* TASK DESCRIPTION: From the stored data, pull out every line that contains the word "veining" and copy it.

* Stored data:

===============

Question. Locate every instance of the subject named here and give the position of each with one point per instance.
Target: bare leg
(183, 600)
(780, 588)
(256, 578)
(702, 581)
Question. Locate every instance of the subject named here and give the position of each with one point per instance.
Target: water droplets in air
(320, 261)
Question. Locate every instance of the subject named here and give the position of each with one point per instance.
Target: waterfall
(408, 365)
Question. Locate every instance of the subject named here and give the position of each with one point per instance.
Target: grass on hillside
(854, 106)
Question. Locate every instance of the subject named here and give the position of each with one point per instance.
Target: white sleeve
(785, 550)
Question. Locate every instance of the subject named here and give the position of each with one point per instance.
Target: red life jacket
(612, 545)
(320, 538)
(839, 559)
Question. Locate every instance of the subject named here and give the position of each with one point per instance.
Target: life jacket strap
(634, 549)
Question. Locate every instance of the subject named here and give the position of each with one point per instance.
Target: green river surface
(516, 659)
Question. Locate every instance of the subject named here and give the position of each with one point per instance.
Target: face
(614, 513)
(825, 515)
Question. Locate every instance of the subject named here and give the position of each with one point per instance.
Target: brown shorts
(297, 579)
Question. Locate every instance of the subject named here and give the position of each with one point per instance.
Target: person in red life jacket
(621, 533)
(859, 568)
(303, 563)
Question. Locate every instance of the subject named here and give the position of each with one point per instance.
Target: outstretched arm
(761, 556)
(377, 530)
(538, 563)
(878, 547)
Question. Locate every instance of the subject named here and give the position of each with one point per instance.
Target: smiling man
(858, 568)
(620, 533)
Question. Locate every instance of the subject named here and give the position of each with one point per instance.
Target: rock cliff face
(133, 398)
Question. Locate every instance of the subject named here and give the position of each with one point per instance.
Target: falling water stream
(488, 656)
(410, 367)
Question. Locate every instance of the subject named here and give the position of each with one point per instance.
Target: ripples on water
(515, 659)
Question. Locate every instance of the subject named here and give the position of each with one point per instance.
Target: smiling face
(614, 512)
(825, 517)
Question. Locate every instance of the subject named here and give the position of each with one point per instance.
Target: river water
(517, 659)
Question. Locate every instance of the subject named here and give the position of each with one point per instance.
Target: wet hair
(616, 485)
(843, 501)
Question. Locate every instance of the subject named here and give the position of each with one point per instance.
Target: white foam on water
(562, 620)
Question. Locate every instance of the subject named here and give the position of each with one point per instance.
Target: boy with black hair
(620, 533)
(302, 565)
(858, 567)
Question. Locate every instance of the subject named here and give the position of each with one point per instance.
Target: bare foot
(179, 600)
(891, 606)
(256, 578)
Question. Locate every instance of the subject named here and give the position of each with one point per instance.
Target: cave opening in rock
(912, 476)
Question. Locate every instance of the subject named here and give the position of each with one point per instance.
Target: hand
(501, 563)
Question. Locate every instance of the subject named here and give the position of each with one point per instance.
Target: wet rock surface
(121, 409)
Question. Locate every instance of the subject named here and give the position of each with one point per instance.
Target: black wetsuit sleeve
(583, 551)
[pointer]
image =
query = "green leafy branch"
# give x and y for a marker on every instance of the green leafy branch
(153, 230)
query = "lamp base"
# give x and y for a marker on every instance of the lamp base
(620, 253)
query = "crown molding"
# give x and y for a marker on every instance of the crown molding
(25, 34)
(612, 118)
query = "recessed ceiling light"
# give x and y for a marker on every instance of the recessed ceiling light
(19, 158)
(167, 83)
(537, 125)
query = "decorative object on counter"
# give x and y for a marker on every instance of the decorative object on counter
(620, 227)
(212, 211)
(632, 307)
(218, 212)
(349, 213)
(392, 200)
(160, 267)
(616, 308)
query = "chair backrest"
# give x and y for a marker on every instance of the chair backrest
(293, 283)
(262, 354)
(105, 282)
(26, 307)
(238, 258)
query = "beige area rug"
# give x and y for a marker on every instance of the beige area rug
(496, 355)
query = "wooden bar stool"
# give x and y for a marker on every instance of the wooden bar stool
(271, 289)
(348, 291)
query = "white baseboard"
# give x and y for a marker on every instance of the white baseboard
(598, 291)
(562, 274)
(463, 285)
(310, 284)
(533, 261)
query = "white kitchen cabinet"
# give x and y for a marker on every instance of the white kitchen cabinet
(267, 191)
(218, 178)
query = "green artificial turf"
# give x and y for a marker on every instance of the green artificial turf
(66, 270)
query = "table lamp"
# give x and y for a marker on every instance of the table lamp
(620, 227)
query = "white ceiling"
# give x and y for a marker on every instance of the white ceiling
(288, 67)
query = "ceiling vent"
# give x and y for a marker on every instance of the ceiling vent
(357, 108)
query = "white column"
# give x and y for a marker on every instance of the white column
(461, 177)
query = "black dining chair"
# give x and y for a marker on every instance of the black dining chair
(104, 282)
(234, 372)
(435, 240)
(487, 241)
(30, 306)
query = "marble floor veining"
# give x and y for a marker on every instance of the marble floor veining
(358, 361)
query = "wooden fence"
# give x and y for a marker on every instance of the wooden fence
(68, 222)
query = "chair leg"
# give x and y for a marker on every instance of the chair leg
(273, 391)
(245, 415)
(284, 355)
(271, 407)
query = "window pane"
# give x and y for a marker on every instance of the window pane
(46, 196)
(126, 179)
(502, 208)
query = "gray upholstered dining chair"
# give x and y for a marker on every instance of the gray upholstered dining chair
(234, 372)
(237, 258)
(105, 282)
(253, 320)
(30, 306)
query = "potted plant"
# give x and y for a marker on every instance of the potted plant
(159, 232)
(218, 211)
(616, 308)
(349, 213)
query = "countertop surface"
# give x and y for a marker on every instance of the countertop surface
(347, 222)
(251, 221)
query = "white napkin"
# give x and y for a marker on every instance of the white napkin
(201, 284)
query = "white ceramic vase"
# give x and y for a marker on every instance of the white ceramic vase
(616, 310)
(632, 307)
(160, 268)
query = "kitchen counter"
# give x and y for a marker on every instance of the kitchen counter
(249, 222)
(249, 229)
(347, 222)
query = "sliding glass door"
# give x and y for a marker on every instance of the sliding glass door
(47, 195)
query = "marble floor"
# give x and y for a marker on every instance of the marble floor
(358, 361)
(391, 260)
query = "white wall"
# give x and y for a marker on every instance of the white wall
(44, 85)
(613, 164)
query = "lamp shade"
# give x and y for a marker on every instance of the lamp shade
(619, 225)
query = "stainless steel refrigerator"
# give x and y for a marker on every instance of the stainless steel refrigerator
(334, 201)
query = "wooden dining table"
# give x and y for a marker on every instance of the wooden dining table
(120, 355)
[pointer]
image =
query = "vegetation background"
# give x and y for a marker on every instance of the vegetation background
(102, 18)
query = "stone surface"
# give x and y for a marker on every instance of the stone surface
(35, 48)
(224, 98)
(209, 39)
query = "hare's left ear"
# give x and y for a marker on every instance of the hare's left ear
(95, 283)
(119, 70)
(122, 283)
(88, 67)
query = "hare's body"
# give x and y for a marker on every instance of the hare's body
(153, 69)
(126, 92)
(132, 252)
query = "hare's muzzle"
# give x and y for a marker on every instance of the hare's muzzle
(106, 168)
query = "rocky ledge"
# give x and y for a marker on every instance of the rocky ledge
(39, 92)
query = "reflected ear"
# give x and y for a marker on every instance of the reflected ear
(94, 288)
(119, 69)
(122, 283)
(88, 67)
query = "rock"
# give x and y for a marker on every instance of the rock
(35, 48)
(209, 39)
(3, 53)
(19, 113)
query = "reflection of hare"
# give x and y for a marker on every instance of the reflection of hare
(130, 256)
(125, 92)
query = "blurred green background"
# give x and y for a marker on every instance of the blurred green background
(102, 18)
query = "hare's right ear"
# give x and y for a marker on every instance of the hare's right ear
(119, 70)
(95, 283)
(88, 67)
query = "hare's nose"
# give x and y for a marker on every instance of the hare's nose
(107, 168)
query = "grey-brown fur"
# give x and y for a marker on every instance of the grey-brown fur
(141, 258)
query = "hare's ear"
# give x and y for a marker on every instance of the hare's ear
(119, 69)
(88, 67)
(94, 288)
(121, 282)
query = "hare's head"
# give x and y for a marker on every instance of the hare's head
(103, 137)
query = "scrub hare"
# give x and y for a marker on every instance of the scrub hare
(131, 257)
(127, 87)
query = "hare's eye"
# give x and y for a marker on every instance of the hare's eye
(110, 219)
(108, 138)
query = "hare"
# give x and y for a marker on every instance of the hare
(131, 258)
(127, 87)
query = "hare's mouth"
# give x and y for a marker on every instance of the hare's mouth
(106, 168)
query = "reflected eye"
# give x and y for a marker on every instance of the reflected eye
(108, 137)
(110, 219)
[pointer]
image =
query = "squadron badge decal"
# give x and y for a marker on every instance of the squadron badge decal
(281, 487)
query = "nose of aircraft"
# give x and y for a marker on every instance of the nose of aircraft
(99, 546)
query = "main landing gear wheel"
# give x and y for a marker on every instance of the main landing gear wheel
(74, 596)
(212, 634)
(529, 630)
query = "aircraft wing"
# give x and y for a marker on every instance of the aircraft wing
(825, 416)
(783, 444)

===============

* OUTPUT OF THE TASK:
query = "marble floor veining"
# give x and y for a marker on every instance of the marble floor veining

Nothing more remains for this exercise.